### PASSAGE SHOWN

You are viewing a plain text version of this content. The canonical link for it is here.

Posted to common-user@hadoop.apache.org by Andrey Pankov <ap...@iponweb.net> on 2008/03/13 09:42:23 UTC

Separate data-nodes from worker-nodes

Hi,

Is it possible to configure hadoop cluster in such manner where there 
are separately data-nodes and separately worker-nodes? I.e. when nodes 
1,2,3 store data in HDFS and nodes 3,4 and 5 do the map-reduce jobs and 
take data from HDFS?

If it's possible what impact will be on performance? Any suggestions?

Thanks in advance,

--- Andrey Pankov

Re: Separate data-nodes from worker-nodes

Posted by Doug Cutting <cu...@apache.org>.

Andrey Pankov wrote:
> It's a little bit expensive to have big cluster running for a long 
> period, especially if you use EC2. So, as possible solution, we can 
> start additional nodes and include them into cluster before running job, 
> and then, after finishing, kill unused nodes.

As Ted has indicated, that should work.  It won't be as fast as if you 
keep the entire cluster running the whole time, but it will be much cheaper.

An alternative is to store your persistent data in S3.  Then you can 
shut down your cluster altogether when you're not computing.  Your 
startup time each day will be slower, since reading from S3 is slower 
than reading from HDFS, so this may or may not be practical for you.

Doug

Re: Separate data-nodes from worker-nodes

Posted by Andrey Pankov <ap...@iponweb.net>.

Ted,

Actually, the main idea was to keep persistently running cluster. It 
should store some data in HDFS and from time to time (say daily) do some 
  jobs with stored data and newly injected in. The result should be 
stored in HDFS so next day we run the same jobs on existing and fresh 
data. It's a little bit expensive to have big cluster running for a long 
period, especially if you use EC2. So, as possible solution, we can 
start additional nodes and include them into cluster before running job, 
and then, after finishing, kill unused nodes.


Ted Dunning wrote:
> It is very possible (even easy).
> 
> The data nodes run the datanode process.  The task nodes run the task
> tracker.  If the data nodes don't have a task tracker running, then they
> won't do any computation.
> 
> 
> On 3/13/08 8:22 AM, "Andrey Pankov" <ap...@iponweb.net> wrote:
> 
>> Thanks, Ted!
>>
>> I also thought it is not good one to separate them out. Just was
>> wondering is it possible at all. Thanks!
>>
>>
>> Ted Dunning wrote:
>>> It is quite possible to do this.
>>>
>>> It is also a bad idea.

######

### SHORT EXERCISE 1
Name every person in the Hadoop thread who wrote a message that appears or is quoted.
### SHORT EXERCISE 2
Reproduce the part of the Hadoop thread that begins at the words "As Ted has indicated, that" and stops after "Andrey Pankov <ap...@iponweb.net>.".
### SHORT EXERCISE 3
In the Hadoop thread, why does Doug Cutting say daily startup would be slower if persistent data is kept in S3?

### EXTRACTED ENTRIES

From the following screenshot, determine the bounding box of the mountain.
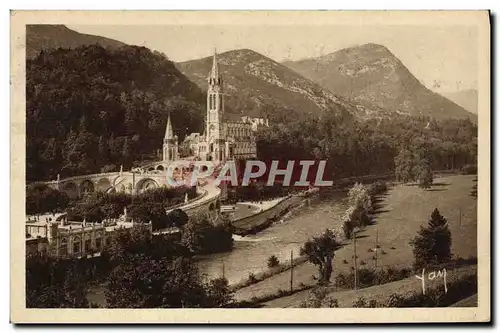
[26,24,127,59]
[176,49,390,122]
[284,44,474,118]
[443,89,477,114]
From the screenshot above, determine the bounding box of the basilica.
[163,53,269,162]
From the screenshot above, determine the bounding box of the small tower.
[163,113,179,162]
[205,51,226,161]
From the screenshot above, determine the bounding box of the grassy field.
[235,175,477,301]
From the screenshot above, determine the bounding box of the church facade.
[163,53,269,162]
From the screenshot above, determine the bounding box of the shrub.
[460,164,477,175]
[267,254,280,268]
[382,274,477,308]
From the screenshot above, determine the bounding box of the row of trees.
[300,205,452,285]
[26,183,70,215]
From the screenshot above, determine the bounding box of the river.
[198,192,347,284]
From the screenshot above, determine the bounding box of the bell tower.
[205,51,226,161]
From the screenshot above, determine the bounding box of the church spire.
[164,112,174,140]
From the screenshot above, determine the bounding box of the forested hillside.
[26,45,205,181]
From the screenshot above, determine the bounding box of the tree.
[300,229,340,284]
[410,208,451,268]
[26,253,89,308]
[267,254,280,268]
[418,162,433,189]
[394,149,415,183]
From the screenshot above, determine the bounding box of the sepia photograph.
[11,11,491,323]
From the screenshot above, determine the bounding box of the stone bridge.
[46,172,176,199]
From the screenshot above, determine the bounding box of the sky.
[68,24,478,92]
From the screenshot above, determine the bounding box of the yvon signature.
[415,268,448,295]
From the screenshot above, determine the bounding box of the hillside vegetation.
[26,45,205,180]
[285,44,476,120]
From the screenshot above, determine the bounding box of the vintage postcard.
[10,11,491,323]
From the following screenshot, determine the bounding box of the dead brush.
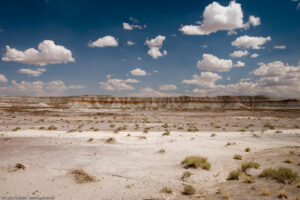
[70,169,96,184]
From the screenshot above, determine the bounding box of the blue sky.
[0,0,300,97]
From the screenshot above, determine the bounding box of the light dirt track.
[0,129,300,199]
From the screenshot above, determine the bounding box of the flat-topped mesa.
[0,95,300,110]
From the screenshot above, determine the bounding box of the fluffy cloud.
[68,85,85,90]
[249,15,260,26]
[123,22,146,30]
[99,75,139,91]
[145,35,167,59]
[130,68,147,76]
[127,40,135,46]
[231,35,271,49]
[179,1,260,35]
[250,53,259,58]
[274,45,286,49]
[197,54,232,72]
[182,72,222,88]
[2,40,75,66]
[0,74,7,83]
[233,61,245,67]
[230,50,249,58]
[18,68,46,77]
[0,80,84,96]
[159,84,177,91]
[88,35,118,48]
[182,61,300,98]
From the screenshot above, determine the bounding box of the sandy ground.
[0,127,300,200]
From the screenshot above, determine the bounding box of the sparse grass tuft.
[162,130,170,136]
[71,169,96,184]
[182,185,196,195]
[48,125,57,131]
[105,137,116,144]
[233,154,243,160]
[158,149,166,153]
[180,171,192,181]
[244,176,255,183]
[223,193,230,200]
[160,187,173,194]
[11,127,21,131]
[182,156,211,170]
[283,157,293,164]
[278,189,288,199]
[241,161,260,171]
[260,167,299,183]
[227,170,241,180]
[260,188,270,196]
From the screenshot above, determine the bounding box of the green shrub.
[181,171,192,181]
[244,176,255,183]
[233,154,243,160]
[182,185,196,195]
[227,170,241,180]
[182,156,211,170]
[241,162,260,171]
[160,187,173,194]
[260,167,299,183]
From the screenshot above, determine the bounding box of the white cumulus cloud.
[88,35,119,48]
[0,74,7,83]
[159,84,177,91]
[231,35,271,49]
[127,40,135,46]
[230,50,249,58]
[2,40,75,66]
[130,68,147,76]
[99,75,139,91]
[274,45,286,49]
[18,68,46,77]
[179,1,260,35]
[145,35,167,59]
[233,61,245,67]
[250,53,259,58]
[197,54,232,72]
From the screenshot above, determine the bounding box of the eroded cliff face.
[0,95,300,110]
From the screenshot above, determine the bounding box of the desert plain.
[0,97,300,200]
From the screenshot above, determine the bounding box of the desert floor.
[0,111,300,200]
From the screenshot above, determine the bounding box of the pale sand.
[0,129,300,200]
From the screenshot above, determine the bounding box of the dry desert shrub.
[180,171,192,181]
[227,170,241,180]
[71,169,96,184]
[260,188,270,196]
[244,176,255,183]
[105,137,116,144]
[162,130,170,136]
[233,154,243,160]
[160,187,173,194]
[260,167,299,183]
[181,156,211,170]
[158,149,166,153]
[48,125,57,131]
[278,189,288,199]
[241,161,260,171]
[283,157,293,164]
[182,185,196,195]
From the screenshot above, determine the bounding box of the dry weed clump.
[71,169,96,184]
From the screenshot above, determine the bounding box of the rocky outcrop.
[0,95,300,110]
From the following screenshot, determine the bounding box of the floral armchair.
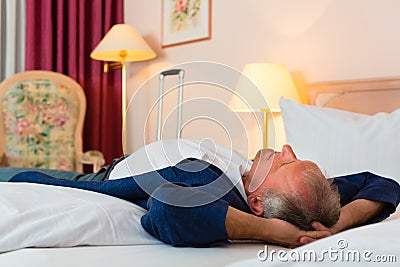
[0,71,104,172]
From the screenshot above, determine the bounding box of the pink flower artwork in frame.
[161,0,211,48]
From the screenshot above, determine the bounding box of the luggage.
[157,69,185,141]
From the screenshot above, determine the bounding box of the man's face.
[244,145,316,197]
[243,145,318,216]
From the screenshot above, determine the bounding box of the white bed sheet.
[229,208,400,267]
[0,242,284,267]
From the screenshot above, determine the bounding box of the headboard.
[307,77,400,114]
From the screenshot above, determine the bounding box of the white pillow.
[0,183,161,252]
[280,99,400,182]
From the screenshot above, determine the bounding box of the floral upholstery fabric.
[2,80,79,170]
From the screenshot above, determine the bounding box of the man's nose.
[282,145,297,160]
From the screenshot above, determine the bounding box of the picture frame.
[161,0,211,48]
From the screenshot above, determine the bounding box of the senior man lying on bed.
[0,140,400,247]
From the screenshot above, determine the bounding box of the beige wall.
[125,0,400,155]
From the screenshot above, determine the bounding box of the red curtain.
[25,0,123,166]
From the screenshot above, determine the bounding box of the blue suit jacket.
[10,160,400,247]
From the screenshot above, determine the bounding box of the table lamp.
[229,63,300,147]
[90,24,156,152]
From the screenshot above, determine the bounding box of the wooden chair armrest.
[81,150,106,172]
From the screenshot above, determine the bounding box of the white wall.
[125,0,400,155]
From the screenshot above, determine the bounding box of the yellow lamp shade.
[90,24,156,62]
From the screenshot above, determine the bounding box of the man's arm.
[141,184,330,247]
[312,173,400,238]
[225,207,331,247]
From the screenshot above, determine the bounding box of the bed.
[0,78,400,267]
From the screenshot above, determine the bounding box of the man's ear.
[247,194,264,216]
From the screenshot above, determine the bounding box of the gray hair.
[263,167,340,230]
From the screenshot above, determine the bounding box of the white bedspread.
[229,209,400,267]
[0,183,161,254]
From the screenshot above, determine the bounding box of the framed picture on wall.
[161,0,211,47]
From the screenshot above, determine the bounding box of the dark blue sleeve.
[334,172,400,224]
[141,184,229,247]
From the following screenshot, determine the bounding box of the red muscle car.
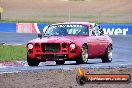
[27,22,112,66]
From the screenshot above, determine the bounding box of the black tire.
[55,61,65,65]
[76,76,87,86]
[27,56,40,66]
[76,45,88,64]
[101,45,112,63]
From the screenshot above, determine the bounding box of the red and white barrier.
[16,23,40,33]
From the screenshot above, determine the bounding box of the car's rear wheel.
[101,45,112,63]
[76,45,88,64]
[27,56,40,66]
[55,61,65,65]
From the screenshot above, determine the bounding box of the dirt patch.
[0,68,132,88]
[0,0,132,23]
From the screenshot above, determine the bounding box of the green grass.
[0,45,26,62]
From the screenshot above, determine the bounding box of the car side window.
[94,24,100,36]
[89,25,95,36]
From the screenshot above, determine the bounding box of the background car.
[27,22,112,66]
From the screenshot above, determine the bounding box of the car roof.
[52,22,90,25]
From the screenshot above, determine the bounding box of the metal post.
[0,12,1,20]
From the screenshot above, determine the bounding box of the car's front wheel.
[76,45,88,64]
[55,61,65,65]
[101,45,112,63]
[27,56,40,66]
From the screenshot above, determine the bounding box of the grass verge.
[0,45,26,62]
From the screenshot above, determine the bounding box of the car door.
[94,24,107,55]
[88,26,100,58]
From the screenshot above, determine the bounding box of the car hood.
[29,36,86,43]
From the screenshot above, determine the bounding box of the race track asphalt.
[0,33,132,73]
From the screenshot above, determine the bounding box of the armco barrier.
[100,24,132,35]
[0,23,132,35]
[0,22,16,32]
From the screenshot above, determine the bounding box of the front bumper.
[27,43,79,61]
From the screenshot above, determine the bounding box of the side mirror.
[100,29,104,35]
[38,34,42,39]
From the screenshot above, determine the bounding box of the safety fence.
[0,23,132,35]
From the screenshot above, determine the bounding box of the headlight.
[27,44,33,49]
[70,44,76,49]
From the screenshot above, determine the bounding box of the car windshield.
[45,24,89,36]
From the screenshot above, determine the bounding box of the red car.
[27,22,112,66]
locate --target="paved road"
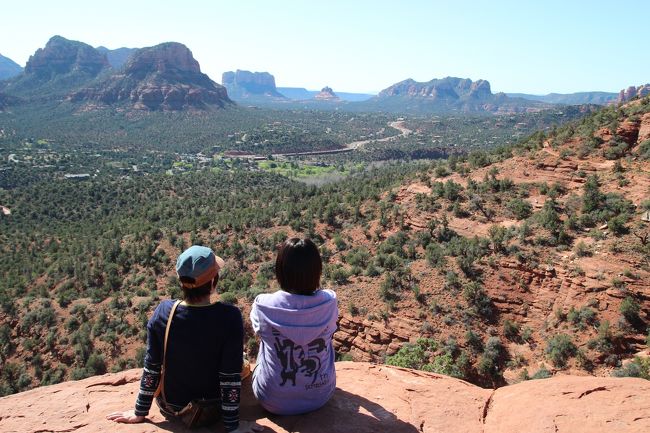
[273,120,413,158]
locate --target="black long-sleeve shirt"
[135,300,244,431]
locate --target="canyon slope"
[358,77,549,113]
[0,362,650,433]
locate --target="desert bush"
[386,338,438,370]
[546,334,577,368]
[503,319,519,341]
[612,356,650,380]
[463,281,492,318]
[506,198,533,220]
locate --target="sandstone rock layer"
[0,362,650,433]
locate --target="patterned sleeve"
[219,308,244,432]
[135,304,164,416]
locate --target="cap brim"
[214,254,226,273]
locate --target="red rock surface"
[0,362,650,433]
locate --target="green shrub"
[506,198,533,220]
[386,338,438,370]
[612,356,650,380]
[546,334,577,368]
[463,281,492,318]
[219,292,237,305]
[530,365,553,380]
[503,319,519,341]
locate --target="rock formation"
[25,36,109,78]
[221,69,286,100]
[0,362,650,433]
[68,42,231,110]
[366,77,548,113]
[4,36,109,97]
[314,86,341,101]
[0,54,23,80]
[379,77,492,100]
[617,84,650,104]
[97,47,138,70]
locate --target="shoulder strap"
[154,300,181,401]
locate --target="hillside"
[0,98,650,394]
[0,36,110,100]
[0,54,23,81]
[96,47,138,69]
[68,42,232,111]
[221,69,287,103]
[355,77,549,113]
[506,92,620,105]
[0,362,650,433]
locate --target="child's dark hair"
[179,275,219,302]
[275,238,323,295]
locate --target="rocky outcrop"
[68,42,231,111]
[617,84,650,103]
[379,77,492,101]
[314,86,341,101]
[368,77,548,113]
[0,54,23,80]
[97,47,138,70]
[0,362,650,433]
[2,36,110,99]
[637,113,650,143]
[25,36,109,78]
[221,69,285,100]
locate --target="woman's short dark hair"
[275,238,323,295]
[180,275,219,302]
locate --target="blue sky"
[0,0,650,94]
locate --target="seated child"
[250,238,339,415]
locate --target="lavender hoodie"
[251,290,339,415]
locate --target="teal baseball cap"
[176,245,224,289]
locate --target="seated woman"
[250,238,339,415]
[107,245,263,433]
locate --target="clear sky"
[0,0,650,94]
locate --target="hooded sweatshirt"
[251,290,339,415]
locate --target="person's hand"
[106,410,146,424]
[230,421,264,433]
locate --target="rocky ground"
[0,362,650,433]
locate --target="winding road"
[273,120,413,158]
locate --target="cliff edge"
[0,362,650,433]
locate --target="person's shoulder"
[317,289,336,300]
[153,299,176,316]
[253,290,286,305]
[213,302,242,320]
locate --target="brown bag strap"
[154,300,181,401]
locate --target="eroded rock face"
[617,84,650,103]
[0,362,650,433]
[25,36,109,78]
[379,77,493,100]
[68,42,232,111]
[314,86,340,101]
[221,69,284,100]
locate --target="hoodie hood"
[251,289,338,345]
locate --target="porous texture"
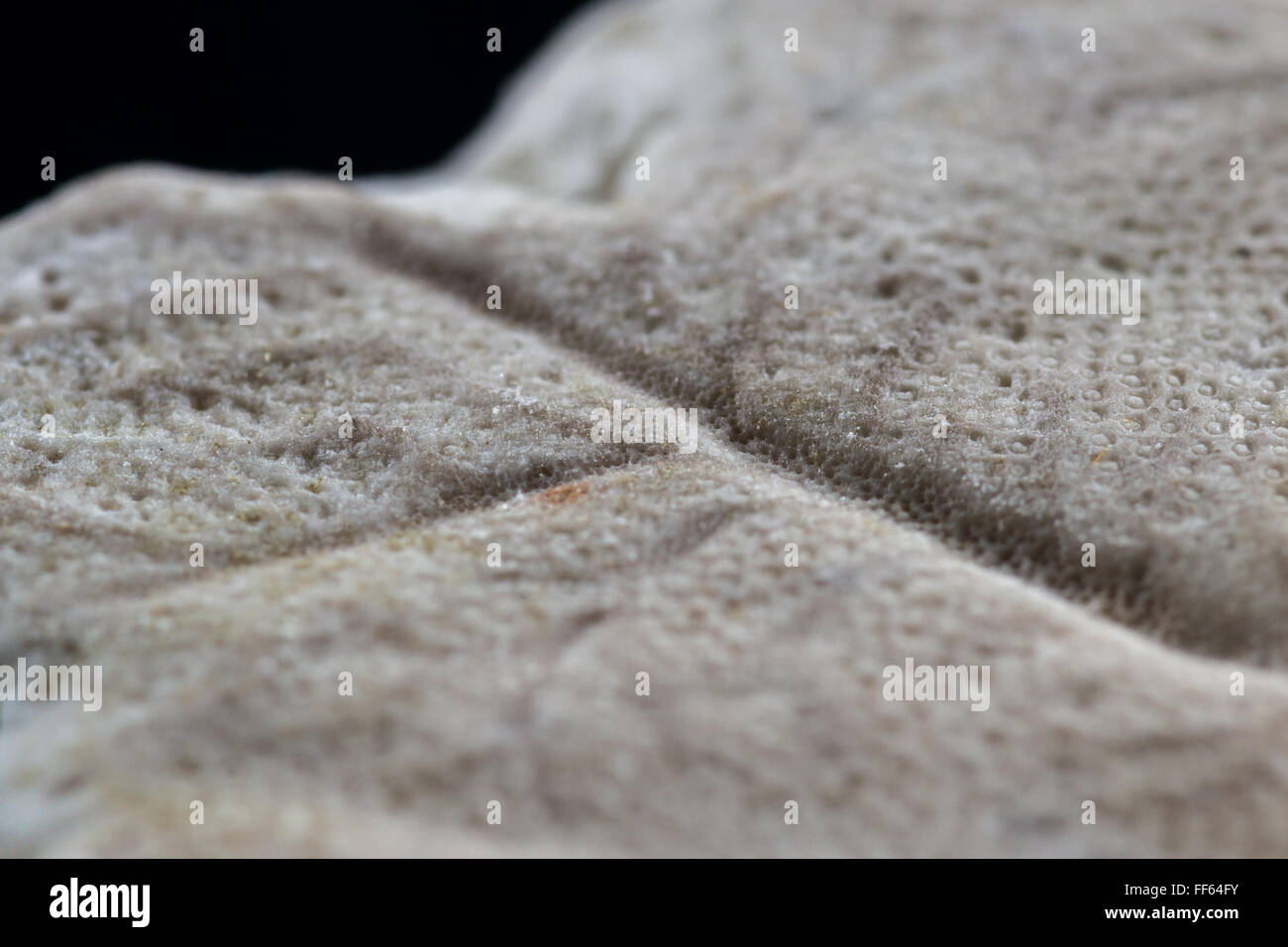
[0,0,1288,856]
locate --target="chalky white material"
[0,0,1288,856]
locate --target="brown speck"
[537,480,590,506]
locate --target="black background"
[0,0,585,215]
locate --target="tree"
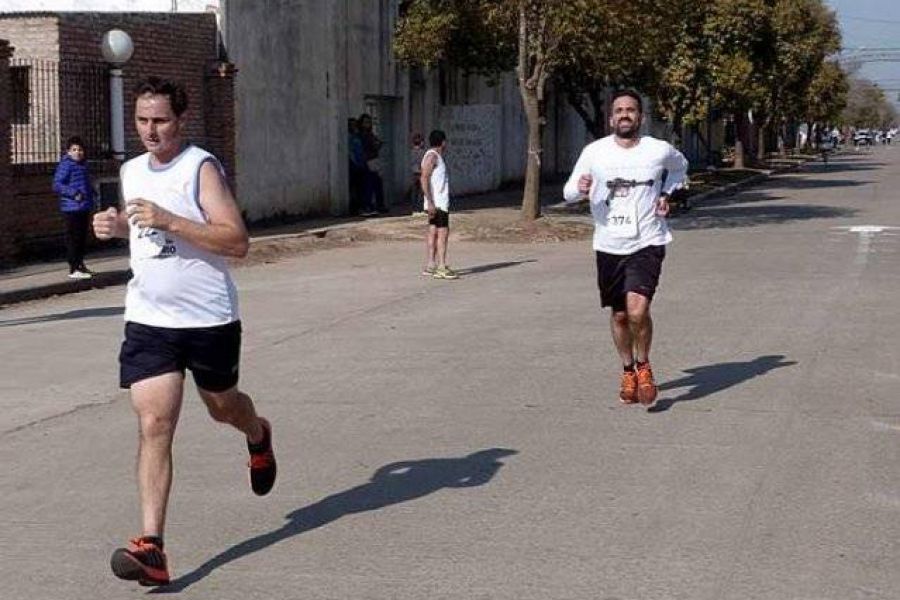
[801,60,850,133]
[759,0,841,153]
[394,0,592,220]
[703,0,774,168]
[842,79,897,128]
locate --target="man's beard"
[616,121,638,140]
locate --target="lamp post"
[100,29,134,160]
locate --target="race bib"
[131,227,178,260]
[606,190,638,238]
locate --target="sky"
[825,0,900,105]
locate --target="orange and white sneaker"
[109,537,169,586]
[247,417,278,496]
[635,362,657,406]
[619,370,638,404]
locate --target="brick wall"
[0,13,235,264]
[59,13,218,157]
[0,13,59,60]
[0,39,15,262]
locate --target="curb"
[0,269,131,307]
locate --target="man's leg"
[423,224,437,275]
[110,371,184,585]
[197,386,277,496]
[625,292,653,363]
[437,227,450,268]
[625,292,657,405]
[131,372,184,538]
[197,386,264,444]
[609,309,634,367]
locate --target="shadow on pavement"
[456,258,537,275]
[773,175,873,190]
[0,306,125,327]
[150,448,518,594]
[647,354,797,412]
[669,202,859,230]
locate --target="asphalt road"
[0,147,900,600]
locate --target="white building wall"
[222,0,586,219]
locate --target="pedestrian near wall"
[53,136,96,279]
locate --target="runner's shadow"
[0,306,125,327]
[150,448,517,594]
[647,354,797,412]
[457,258,537,275]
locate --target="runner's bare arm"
[128,161,250,257]
[419,152,437,215]
[93,206,128,240]
[563,148,593,204]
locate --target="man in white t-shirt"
[94,77,276,585]
[420,129,459,279]
[563,90,688,406]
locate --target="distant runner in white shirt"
[94,77,276,586]
[563,90,688,406]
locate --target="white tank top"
[120,146,239,328]
[422,148,450,212]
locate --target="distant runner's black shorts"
[596,246,666,312]
[428,209,450,227]
[119,321,241,392]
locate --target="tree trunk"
[734,111,749,169]
[756,121,767,163]
[521,94,544,221]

######

### FINAL RESULT 1
Andrey Pankov, Doug Cutting, Ted Dunning

### FINAL RESULT 2
As Ted has indicated, that should work.  It won't be as fast as if you 
keep the entire cluster running the whole time, but it will be much cheaper.

An alternative is to store your persistent data in S3.  Then you can 
shut down your cluster altogether when you're not computing.  Your 
startup time each day will be slower, since reading from S3 is slower 
than reading from HDFS, so this may or may not be practical for you.

Doug

Re: Separate data-nodes from worker-nodes

Posted by Andrey Pankov <ap...@iponweb.net>.

### FINAL RESULT 3
Reading from S3 is slower than reading from HDFS.